Goal: Write out each of the following records word for word, reproducing every line without alteration.

--- Start Input rows ---

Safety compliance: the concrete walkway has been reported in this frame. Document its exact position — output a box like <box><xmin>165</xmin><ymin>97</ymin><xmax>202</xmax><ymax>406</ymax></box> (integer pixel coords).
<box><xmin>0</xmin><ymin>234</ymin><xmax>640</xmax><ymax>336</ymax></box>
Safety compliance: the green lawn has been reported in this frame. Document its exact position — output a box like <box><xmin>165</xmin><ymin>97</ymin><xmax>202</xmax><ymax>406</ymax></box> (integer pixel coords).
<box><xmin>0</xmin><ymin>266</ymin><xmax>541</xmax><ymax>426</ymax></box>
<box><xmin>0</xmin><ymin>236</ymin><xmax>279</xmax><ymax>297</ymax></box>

--- End Input rows ---

Expected output:
Safety compliance: the concrete walkway has been reported in this frame. Document its exact position — output a box like <box><xmin>165</xmin><ymin>97</ymin><xmax>202</xmax><ymax>406</ymax></box> (integer pixel coords).
<box><xmin>0</xmin><ymin>234</ymin><xmax>640</xmax><ymax>336</ymax></box>
Safety compliance: the green lawn has been reported in this frame. Document its exact position — output a box like <box><xmin>165</xmin><ymin>97</ymin><xmax>202</xmax><ymax>406</ymax></box> (integer pixel coords).
<box><xmin>0</xmin><ymin>266</ymin><xmax>541</xmax><ymax>426</ymax></box>
<box><xmin>0</xmin><ymin>236</ymin><xmax>279</xmax><ymax>297</ymax></box>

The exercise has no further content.